Work through the entries that follow and state how many lines contain the word "white". Only the number is wanted.

*** Opening of Record extracts ***

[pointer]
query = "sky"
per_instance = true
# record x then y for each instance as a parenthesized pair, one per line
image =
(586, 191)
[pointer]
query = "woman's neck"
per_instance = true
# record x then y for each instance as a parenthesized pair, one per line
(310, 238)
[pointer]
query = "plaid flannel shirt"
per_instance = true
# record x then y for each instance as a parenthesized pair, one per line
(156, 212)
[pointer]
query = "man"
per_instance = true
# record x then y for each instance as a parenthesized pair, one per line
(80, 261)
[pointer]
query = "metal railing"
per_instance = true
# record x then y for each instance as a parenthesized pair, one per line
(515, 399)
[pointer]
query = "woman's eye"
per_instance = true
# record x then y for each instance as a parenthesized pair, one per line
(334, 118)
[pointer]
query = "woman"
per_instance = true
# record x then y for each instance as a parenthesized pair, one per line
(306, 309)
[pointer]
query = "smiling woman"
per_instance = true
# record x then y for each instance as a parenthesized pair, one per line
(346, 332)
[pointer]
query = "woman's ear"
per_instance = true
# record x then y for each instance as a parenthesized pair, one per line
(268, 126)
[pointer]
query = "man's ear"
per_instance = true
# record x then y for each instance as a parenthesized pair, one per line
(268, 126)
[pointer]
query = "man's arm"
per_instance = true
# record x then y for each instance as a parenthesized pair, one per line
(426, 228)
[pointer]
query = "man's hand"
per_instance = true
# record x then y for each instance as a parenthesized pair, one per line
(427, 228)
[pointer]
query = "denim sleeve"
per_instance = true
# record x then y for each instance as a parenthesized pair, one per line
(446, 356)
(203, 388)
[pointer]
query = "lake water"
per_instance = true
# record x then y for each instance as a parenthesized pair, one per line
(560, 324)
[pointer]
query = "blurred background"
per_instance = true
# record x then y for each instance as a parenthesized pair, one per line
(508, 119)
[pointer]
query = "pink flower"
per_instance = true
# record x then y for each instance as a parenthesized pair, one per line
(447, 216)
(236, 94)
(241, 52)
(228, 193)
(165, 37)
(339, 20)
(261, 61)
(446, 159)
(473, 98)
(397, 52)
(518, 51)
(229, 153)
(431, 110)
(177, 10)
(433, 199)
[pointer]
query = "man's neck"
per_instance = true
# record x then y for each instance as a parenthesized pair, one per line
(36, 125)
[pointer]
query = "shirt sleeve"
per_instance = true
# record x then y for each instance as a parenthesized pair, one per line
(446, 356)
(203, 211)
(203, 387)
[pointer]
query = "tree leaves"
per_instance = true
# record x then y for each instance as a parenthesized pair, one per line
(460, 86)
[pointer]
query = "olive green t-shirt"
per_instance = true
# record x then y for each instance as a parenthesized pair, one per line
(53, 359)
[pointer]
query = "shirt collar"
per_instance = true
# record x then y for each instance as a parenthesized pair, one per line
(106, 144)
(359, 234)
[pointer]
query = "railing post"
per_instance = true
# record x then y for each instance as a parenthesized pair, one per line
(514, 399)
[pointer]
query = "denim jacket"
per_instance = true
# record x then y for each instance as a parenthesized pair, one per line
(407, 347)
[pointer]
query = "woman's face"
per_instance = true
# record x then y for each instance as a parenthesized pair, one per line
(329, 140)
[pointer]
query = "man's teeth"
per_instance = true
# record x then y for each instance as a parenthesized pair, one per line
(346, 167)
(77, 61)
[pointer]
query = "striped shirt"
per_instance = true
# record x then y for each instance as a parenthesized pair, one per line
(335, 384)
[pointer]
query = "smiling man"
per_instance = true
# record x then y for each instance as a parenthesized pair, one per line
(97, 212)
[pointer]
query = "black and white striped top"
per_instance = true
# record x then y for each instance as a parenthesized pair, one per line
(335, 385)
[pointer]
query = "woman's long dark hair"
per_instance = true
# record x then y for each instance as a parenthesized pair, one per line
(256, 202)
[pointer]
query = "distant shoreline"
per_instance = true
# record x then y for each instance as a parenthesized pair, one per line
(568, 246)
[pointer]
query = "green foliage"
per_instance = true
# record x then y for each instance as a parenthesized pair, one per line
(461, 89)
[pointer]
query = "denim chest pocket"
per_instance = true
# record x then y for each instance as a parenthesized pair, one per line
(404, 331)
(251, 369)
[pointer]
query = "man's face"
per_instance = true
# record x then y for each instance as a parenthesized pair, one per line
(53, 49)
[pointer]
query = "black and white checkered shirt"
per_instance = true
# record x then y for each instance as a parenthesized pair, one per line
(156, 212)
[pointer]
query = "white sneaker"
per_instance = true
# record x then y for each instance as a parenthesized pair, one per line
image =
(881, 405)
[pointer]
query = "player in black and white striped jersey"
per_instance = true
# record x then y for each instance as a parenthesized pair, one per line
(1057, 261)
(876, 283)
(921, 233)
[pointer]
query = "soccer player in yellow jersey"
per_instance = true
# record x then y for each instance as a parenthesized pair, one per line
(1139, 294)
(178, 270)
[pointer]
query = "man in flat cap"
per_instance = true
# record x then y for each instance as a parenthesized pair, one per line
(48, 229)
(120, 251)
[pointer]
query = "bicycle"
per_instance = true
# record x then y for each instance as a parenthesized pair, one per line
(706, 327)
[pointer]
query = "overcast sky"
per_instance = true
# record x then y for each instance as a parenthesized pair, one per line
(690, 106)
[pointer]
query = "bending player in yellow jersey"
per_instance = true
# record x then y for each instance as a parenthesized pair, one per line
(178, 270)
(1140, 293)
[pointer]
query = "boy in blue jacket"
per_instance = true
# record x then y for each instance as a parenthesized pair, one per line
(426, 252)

*** Close of Record extracts ***

Exercise output:
4